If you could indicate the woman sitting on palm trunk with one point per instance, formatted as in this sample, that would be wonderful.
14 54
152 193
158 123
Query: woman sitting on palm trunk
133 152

☆ ☆ ☆ ☆

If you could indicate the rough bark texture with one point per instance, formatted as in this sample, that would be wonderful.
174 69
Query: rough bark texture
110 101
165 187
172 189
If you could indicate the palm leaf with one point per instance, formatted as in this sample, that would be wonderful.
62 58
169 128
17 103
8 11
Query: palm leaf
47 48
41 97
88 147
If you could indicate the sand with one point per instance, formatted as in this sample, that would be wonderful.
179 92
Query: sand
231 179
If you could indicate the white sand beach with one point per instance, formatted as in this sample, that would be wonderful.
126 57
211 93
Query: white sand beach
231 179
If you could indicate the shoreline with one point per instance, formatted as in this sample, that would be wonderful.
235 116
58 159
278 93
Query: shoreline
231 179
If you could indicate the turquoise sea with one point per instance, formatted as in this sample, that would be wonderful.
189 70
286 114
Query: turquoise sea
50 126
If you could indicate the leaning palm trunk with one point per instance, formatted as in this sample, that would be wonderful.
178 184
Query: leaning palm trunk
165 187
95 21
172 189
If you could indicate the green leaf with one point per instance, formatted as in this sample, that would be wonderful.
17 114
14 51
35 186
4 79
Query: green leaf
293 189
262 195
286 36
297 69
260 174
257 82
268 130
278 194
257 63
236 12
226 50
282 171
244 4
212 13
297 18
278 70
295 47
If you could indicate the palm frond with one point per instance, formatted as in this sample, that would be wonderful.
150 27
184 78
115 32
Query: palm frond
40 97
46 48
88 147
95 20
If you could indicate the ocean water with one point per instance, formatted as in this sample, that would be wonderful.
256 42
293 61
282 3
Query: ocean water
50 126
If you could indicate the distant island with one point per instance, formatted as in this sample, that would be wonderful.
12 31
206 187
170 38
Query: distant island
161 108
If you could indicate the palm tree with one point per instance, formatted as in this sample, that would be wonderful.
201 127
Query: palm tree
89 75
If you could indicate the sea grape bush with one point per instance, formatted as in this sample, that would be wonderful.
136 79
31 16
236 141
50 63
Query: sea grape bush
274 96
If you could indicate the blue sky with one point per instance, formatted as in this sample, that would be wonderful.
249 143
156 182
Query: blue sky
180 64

☆ ☆ ☆ ☆

* [What is expected]:
Copy out every line above that contains the string "white". Case counts.

* [Expected answer]:
If you could indicate the white sand beach with one point per instance, formatted as in this sample, that would be wonderful.
Query: white sand beach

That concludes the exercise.